━━━━━ Data section
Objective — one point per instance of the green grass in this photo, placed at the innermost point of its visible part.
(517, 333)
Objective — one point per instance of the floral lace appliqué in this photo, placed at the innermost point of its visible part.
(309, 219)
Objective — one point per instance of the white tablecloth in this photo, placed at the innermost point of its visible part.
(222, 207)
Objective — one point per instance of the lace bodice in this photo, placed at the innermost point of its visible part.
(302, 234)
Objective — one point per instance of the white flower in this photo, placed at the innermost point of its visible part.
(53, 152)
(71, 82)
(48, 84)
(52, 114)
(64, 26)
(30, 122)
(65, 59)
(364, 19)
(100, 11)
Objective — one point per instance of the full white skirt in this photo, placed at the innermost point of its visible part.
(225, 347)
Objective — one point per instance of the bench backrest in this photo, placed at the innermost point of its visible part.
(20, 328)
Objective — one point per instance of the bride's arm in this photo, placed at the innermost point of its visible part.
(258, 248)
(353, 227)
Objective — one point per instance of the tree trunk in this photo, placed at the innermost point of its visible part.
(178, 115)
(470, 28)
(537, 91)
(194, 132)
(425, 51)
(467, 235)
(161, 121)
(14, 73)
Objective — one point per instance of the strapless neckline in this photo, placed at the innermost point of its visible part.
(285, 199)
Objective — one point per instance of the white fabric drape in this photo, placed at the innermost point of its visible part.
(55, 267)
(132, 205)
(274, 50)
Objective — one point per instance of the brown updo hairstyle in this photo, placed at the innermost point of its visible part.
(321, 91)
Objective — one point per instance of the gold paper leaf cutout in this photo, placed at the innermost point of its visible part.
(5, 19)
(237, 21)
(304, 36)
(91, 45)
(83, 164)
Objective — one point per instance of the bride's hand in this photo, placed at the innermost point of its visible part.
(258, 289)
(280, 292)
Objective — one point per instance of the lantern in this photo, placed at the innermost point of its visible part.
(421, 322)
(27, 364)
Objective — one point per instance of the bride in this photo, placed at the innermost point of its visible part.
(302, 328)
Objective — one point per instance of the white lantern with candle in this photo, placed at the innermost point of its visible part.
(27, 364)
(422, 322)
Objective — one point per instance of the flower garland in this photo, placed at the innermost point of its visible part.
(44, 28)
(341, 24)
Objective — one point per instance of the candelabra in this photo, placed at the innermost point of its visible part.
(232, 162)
━━━━━━━━━━
Written problem
Reproduce word for word the records starting at the line that contains "Objective — one point per instance of the flower" and ending with the last line of the records.

Problem solution
Objective — one point per instance of the flower garland in this photo, placed at the innermost point of its visible part.
(44, 28)
(341, 24)
Objective — one point per instance of the candelabra in this photo, placed at the innermost point of its visible part.
(232, 162)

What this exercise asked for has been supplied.